Text provided Block Start

After reaching Guiyang in April 1942, Seetoo met Robert Lim, director of the Chinese Red Cross Medical Relief Corps, who offered her a position. She began working in the operating room of a Red Cross-affiliated hospital and later trained medical orderlies. In late 1942, she was stationed at Camp Ramgarh, India, to train Chinese soldiers in first aid and medical procedures. During her time there, she wrote that "life during the past four months in India has hardened me quite a bit."

On June 17, 1944, Seetoo joined the U.S. Army Nurse Corps, becoming the first Chinese-American nurse to do so. She was commissioned as a First Lieutenant and served with the 14th Air Force, Air Service Command. In order to receive her commission, she was required to take an oath of allegiance and oath of renunciation because she had served with the Chinese Red Cross (despite having been born in the United States). Her assignments included the 95th Station Hospital in Kunming and Chengdu, the 172nd General Hospital in Shanghai, and Letterman General Hospital in San Francisco. She served until her discharge in May 1946.

== Later life ==
After the war, Seetoo returned to the United States and pursued higher education. Using the G.I. Bill, she graduated in 1948 with a Bachelor of Science in Nursing from the Woman's College of the University of North Carolina. After graduation in 1948, Seetoo applied for a position with the Central Intelligence Agency, and while she passed the exam, she did not pass their background investigation due to her family ties in China. Seetoo attributed this to the second "Red Scare" in the United States which had already begun by that time.

After graduation, Seetoo briefly worked as a nurse at George Washington University Hospital in Washington, D.C. She later worked as a translator of Chinese medical literature and as a technical publications writer and editor at the Naval Medical Center, the U.S. Joint Publications and Research Service, and the National Institutes of Health. The most notable of her English translations is perhaps A Barefoot Doctor’s Manual, which aided in the integration of Western and traditional Chinese medicine.

During the Vietnam War, while working as a technical publications writer and editor with the Naval Medical Center, she helped developed materials for medical corpsmen who were going to Southeast Asia, with an emphasis on information about tropical diseases, native plants and foods, x-ray technologies, and nuclear medicine. She retired in the mid-1980s.

== Personal life ==
Seetoo married Joseph Yuen, with whom she had four children. After his death in 1981, she married Ben Seetoo, who died in 2001. She has celebrated her centennial and resides in a life-care community near Washington, D.C. She has four children, seven grandchildren, and eight great-grandchildren.

Text provided Block End

■ **Task to carry out**:
According to the text about Seetoo, on what date did she join the U.S. Army Nurse Corps?

Dataset excerpt Block Start

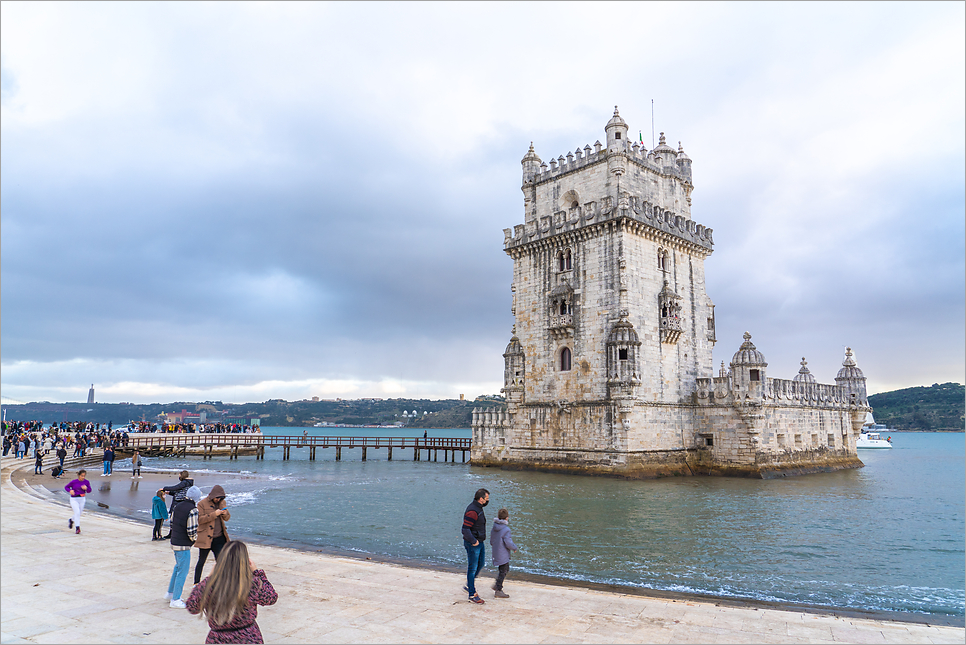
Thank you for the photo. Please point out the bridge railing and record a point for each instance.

Dataset excerpt Block End

■ **Exercise output**:
June 17, 1944